↓↓↓

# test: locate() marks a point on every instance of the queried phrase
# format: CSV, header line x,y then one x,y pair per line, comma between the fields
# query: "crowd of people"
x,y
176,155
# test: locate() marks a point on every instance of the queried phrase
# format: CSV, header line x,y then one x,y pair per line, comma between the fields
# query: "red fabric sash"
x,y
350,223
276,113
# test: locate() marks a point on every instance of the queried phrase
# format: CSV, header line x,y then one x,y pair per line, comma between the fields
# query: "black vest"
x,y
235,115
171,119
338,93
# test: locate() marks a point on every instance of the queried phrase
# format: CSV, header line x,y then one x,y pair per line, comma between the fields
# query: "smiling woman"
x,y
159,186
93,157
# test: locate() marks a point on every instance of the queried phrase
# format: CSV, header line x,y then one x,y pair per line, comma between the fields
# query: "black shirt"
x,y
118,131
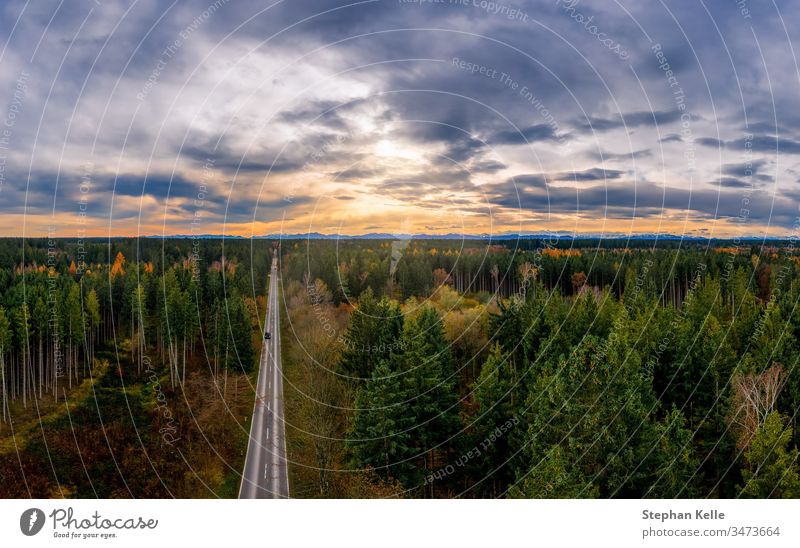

↑↑↑

▶ _SET PROBLEM_
Change every "test" in the rows above to "check", leaving everything else as it is, and give all the rows again without the pictures.

▶ _ANSWER IN FULL_
# check: locate() marks a point on every instance of the queried phrase
# format: CSV, header line x,y then one x,y pair per line, comma between the fields
# query: "crowd of people"
x,y
176,155
# check: locate() marks a point on every instance of the queried phrase
# format: CSV, header line x,y then one x,y pair per line, comma between the fields
# query: "red fabric sash"
x,y
350,223
276,113
# check: locate() marks a point on every instance of the queried phrase
# format: CSV, header line x,y then one x,y pair per line, comma between the fields
# query: "black vest"
x,y
235,115
171,119
338,93
# check: locate() marks a point on every instance of the queried phrase
# format: CSV, header line x,y then one x,y pair per line, comma between the fields
# query: "smiling woman"
x,y
159,186
93,157
# check: locate() marks a point on every instance of the queried phrase
# format: CSV, header line x,y then one x,y pair per line, comma between the fields
# query: "black shirt"
x,y
118,131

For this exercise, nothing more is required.